* [STATED TASK]
Gather every line of the records that contains the word "screenshot".

* [EXTRACTED ENTRIES]
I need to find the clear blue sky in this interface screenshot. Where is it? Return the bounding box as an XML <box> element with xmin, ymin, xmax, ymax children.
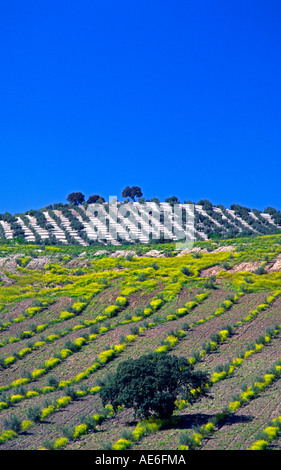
<box><xmin>0</xmin><ymin>0</ymin><xmax>281</xmax><ymax>213</ymax></box>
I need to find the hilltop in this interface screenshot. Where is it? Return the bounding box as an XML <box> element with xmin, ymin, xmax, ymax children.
<box><xmin>0</xmin><ymin>234</ymin><xmax>281</xmax><ymax>451</ymax></box>
<box><xmin>0</xmin><ymin>198</ymin><xmax>281</xmax><ymax>246</ymax></box>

* [REPLY TO THE TASK]
I need to find the clear blue sky in this interface screenshot. Where is it? Return the bounding box as an XML <box> element with xmin, ymin, xmax, ymax children.
I need to find the hilltop in this interface screenshot. Where is it? Return the bounding box as an XML <box> element with xmin, ymin, xmax, ymax children.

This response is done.